▶ Data for processing

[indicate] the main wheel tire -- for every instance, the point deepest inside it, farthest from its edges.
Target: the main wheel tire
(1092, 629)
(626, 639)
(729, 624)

▶ What you should do
Each line of the data must be copied exactly as it appears.

▶ Task solution
[indicate] the main wheel tire -- for every instance, the point deepest inside it, farthest from its edges.
Target: the main wheel tire
(1092, 629)
(626, 639)
(729, 624)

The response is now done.